Task details: Copy out, word for word, the lines of the records starting at the line containing "the wooden panelled" and ending with the line containing "point(414, 216)", both included.

Records supplied:
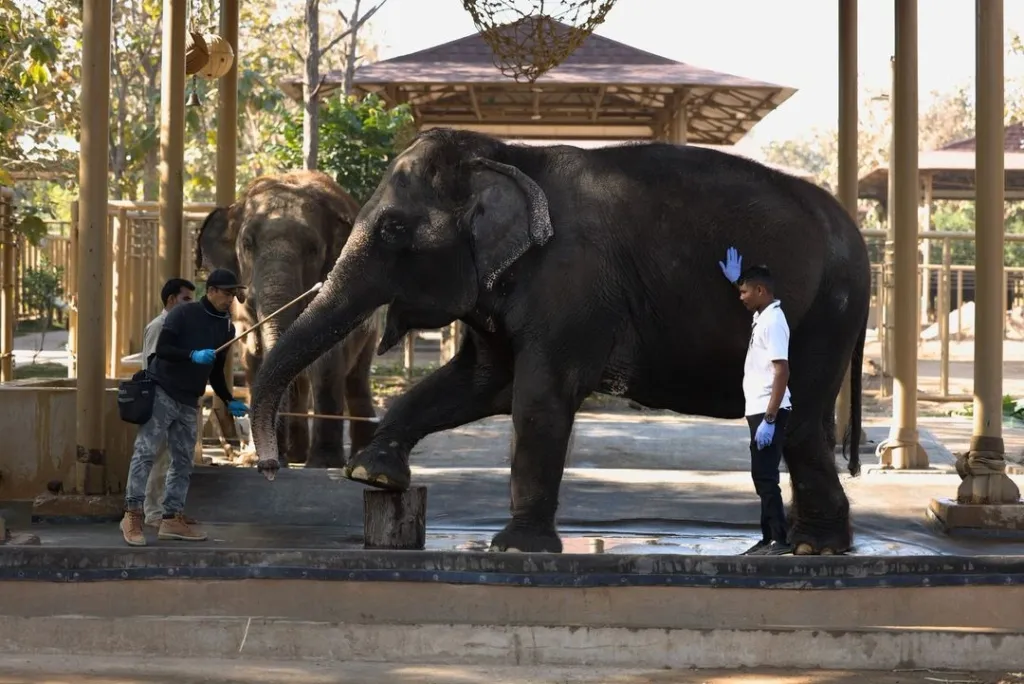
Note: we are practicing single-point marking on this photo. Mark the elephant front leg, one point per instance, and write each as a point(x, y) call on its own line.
point(473, 385)
point(543, 413)
point(819, 515)
point(328, 390)
point(297, 429)
point(359, 399)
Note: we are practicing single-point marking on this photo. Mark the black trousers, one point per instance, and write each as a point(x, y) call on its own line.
point(764, 471)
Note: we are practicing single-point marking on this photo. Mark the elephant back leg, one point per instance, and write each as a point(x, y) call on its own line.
point(358, 394)
point(819, 515)
point(327, 387)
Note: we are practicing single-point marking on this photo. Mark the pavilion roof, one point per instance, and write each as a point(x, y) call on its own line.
point(951, 169)
point(605, 89)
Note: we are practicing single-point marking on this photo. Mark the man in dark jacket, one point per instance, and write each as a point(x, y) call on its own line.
point(184, 361)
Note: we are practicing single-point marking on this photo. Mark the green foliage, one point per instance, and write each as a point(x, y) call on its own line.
point(38, 73)
point(358, 139)
point(42, 289)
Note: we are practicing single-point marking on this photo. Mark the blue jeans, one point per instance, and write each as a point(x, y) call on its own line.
point(764, 471)
point(172, 424)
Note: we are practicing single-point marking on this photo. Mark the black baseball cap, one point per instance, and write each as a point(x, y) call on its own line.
point(222, 279)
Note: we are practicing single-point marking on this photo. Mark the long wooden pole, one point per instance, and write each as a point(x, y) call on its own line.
point(92, 247)
point(330, 417)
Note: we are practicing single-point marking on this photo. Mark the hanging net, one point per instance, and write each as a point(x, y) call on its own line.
point(530, 37)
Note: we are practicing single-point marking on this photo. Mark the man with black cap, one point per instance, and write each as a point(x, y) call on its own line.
point(184, 361)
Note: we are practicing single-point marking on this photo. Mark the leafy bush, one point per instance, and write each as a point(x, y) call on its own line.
point(357, 140)
point(42, 290)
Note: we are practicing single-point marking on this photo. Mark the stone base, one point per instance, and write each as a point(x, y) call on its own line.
point(995, 517)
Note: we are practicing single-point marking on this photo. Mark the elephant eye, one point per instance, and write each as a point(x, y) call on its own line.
point(392, 227)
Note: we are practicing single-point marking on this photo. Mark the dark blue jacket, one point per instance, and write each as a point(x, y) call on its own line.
point(187, 328)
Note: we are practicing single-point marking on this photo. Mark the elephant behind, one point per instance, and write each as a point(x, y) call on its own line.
point(582, 270)
point(282, 237)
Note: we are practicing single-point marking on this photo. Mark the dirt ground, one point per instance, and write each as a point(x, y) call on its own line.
point(83, 670)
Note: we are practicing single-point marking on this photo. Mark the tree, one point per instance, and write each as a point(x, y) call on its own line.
point(39, 74)
point(359, 138)
point(313, 82)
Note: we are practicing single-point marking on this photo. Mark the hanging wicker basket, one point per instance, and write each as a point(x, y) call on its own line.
point(197, 53)
point(220, 59)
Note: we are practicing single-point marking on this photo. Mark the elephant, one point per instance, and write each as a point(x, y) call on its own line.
point(590, 270)
point(281, 237)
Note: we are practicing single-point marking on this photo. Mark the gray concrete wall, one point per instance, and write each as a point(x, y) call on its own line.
point(886, 628)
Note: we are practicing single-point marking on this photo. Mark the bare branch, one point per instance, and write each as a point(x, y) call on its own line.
point(366, 17)
point(337, 39)
point(315, 91)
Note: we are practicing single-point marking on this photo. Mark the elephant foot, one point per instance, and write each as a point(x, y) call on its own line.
point(809, 543)
point(383, 464)
point(326, 458)
point(522, 539)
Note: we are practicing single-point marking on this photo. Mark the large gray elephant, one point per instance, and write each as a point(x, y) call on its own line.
point(282, 237)
point(582, 270)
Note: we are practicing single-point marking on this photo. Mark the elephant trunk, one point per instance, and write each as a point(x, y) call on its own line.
point(347, 298)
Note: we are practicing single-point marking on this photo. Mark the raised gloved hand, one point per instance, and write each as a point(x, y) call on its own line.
point(764, 434)
point(203, 356)
point(732, 265)
point(238, 408)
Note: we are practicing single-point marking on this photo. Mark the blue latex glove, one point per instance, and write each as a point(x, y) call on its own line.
point(732, 265)
point(764, 434)
point(203, 356)
point(238, 408)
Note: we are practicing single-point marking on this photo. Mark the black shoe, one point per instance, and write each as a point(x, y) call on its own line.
point(757, 549)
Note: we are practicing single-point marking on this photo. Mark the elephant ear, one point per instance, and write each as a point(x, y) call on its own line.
point(508, 215)
point(215, 244)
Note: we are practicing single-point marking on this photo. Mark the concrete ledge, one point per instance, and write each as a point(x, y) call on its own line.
point(465, 567)
point(964, 607)
point(878, 648)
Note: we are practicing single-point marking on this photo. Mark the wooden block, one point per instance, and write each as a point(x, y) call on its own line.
point(394, 519)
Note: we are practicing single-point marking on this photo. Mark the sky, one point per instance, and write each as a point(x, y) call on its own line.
point(788, 42)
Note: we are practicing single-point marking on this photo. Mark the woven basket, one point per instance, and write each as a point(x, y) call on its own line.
point(197, 53)
point(221, 57)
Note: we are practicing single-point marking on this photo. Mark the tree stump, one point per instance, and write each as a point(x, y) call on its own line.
point(394, 519)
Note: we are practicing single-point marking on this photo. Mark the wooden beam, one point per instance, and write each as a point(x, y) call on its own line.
point(597, 102)
point(476, 105)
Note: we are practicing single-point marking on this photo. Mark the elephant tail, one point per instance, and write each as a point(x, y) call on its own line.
point(856, 374)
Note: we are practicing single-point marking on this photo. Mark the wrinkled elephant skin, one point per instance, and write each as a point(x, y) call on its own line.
point(583, 270)
point(282, 236)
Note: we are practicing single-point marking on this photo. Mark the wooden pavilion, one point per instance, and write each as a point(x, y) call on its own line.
point(948, 173)
point(604, 90)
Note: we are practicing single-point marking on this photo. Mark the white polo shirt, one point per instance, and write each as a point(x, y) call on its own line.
point(769, 342)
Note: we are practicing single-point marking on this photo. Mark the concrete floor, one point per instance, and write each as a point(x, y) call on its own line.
point(107, 670)
point(643, 482)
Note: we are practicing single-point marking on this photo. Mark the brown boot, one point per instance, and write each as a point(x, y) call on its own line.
point(178, 528)
point(131, 528)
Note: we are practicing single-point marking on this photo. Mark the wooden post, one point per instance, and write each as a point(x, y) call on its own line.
point(394, 519)
point(8, 313)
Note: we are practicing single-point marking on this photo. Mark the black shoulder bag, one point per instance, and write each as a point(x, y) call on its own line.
point(135, 397)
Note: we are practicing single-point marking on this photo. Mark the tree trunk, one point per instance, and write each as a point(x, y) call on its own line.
point(394, 519)
point(352, 46)
point(310, 88)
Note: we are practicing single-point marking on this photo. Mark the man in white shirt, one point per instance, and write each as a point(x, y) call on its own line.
point(766, 374)
point(175, 291)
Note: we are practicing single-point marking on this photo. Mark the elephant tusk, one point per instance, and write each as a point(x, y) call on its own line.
point(238, 337)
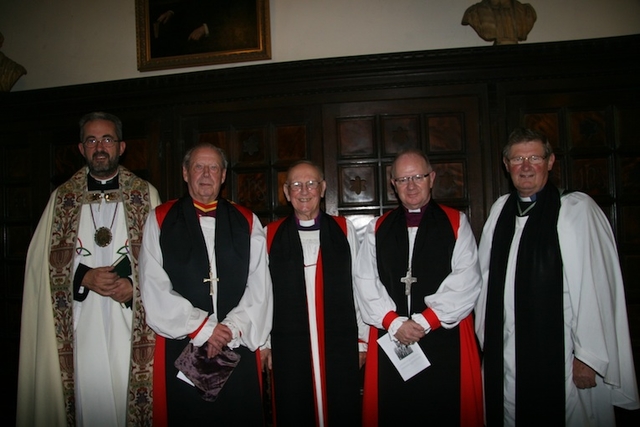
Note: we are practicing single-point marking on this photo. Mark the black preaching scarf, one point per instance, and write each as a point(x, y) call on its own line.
point(539, 322)
point(292, 370)
point(438, 387)
point(186, 261)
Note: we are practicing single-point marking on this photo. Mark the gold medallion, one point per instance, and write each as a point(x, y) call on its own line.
point(102, 237)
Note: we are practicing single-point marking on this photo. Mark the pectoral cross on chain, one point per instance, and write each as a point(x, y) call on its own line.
point(408, 280)
point(211, 279)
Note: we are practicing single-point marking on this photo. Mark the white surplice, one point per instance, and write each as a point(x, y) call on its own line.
point(452, 302)
point(595, 315)
point(174, 317)
point(102, 326)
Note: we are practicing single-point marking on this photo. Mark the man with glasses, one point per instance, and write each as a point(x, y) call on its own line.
point(318, 340)
point(83, 326)
point(551, 315)
point(417, 279)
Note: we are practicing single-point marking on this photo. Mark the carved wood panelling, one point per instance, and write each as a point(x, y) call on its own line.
point(364, 138)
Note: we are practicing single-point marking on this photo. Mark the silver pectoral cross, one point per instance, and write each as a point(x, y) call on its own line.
point(211, 279)
point(408, 280)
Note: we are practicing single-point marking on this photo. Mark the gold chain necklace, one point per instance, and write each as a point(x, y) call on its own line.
point(103, 235)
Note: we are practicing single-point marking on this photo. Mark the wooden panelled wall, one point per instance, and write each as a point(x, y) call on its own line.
point(352, 115)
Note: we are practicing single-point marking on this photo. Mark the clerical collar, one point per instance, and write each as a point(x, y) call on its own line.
point(94, 184)
point(206, 209)
point(525, 204)
point(531, 198)
point(308, 224)
point(414, 216)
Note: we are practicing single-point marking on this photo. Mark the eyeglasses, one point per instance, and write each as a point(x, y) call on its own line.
point(107, 141)
point(417, 179)
point(297, 185)
point(533, 160)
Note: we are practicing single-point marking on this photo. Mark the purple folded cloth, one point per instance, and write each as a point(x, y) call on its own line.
point(208, 374)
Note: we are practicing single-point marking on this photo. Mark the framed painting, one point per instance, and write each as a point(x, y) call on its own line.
point(191, 33)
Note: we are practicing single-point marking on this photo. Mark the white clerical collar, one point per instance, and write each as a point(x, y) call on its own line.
point(307, 222)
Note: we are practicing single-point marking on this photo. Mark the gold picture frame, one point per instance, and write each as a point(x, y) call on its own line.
point(192, 33)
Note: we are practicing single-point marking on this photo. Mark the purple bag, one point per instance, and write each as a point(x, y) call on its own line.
point(208, 374)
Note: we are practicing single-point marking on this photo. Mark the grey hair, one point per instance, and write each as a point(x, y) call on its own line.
point(522, 134)
point(99, 115)
point(307, 162)
point(186, 161)
point(415, 151)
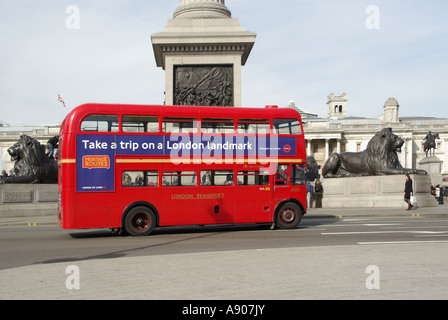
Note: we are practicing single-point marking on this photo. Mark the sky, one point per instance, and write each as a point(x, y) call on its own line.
point(304, 50)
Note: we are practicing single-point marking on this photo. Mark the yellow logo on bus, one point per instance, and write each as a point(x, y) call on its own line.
point(96, 162)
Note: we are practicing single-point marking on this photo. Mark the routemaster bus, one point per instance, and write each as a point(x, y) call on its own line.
point(135, 168)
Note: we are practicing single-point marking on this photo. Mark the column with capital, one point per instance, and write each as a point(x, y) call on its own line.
point(202, 50)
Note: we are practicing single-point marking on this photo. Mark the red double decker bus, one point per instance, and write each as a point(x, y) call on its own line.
point(135, 168)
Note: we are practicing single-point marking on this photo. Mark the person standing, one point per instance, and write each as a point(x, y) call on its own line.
point(318, 193)
point(408, 191)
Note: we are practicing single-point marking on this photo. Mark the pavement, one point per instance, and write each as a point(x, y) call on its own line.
point(295, 273)
point(48, 218)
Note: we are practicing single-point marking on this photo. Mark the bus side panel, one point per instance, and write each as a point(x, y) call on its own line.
point(253, 204)
point(92, 210)
point(216, 205)
point(179, 206)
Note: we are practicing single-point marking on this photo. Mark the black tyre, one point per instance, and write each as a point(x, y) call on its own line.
point(288, 216)
point(140, 221)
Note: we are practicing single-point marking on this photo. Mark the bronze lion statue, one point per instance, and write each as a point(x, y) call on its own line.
point(380, 158)
point(31, 164)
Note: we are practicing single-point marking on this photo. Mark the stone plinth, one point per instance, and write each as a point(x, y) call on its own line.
point(433, 166)
point(22, 200)
point(375, 192)
point(203, 47)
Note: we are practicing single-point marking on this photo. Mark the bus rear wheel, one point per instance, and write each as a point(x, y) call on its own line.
point(140, 221)
point(289, 216)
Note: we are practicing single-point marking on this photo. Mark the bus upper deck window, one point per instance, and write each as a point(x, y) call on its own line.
point(147, 124)
point(209, 125)
point(255, 126)
point(287, 126)
point(100, 123)
point(179, 125)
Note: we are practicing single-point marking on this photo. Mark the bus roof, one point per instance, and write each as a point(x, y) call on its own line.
point(79, 113)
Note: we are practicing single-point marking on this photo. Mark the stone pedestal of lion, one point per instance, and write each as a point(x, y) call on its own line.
point(373, 177)
point(375, 192)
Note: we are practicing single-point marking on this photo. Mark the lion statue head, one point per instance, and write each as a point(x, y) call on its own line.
point(382, 150)
point(380, 158)
point(31, 164)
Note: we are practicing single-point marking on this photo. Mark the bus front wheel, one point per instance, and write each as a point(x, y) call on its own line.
point(289, 216)
point(140, 221)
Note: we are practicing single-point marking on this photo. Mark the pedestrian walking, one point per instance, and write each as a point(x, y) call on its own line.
point(408, 192)
point(309, 193)
point(318, 193)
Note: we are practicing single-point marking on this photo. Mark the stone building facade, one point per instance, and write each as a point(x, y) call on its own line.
point(341, 133)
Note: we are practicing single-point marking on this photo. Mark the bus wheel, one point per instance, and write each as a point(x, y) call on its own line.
point(289, 216)
point(140, 221)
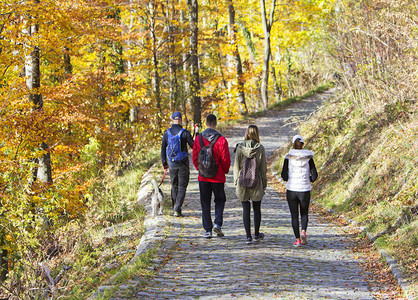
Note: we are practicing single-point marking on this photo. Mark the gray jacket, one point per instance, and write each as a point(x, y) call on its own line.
point(250, 149)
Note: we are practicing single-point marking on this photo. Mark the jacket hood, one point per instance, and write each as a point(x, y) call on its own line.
point(249, 148)
point(299, 154)
point(209, 134)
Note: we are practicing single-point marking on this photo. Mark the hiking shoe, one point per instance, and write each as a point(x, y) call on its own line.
point(178, 214)
point(297, 243)
point(303, 238)
point(259, 237)
point(217, 229)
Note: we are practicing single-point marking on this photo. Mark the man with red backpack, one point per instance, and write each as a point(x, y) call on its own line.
point(212, 159)
point(174, 156)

Output for this task:
Note: we are practicing single-point marking on this photo. Mark the wooden panelled wall, one point per instance, and write each as a point(x, y) call on its own line.
point(352, 115)
Note: we are practicing single-point marking on this photo. Mark the clerical collar, one point per instance, and write each as a point(x, y) call on its own line.
point(94, 184)
point(206, 209)
point(525, 204)
point(531, 198)
point(308, 224)
point(414, 216)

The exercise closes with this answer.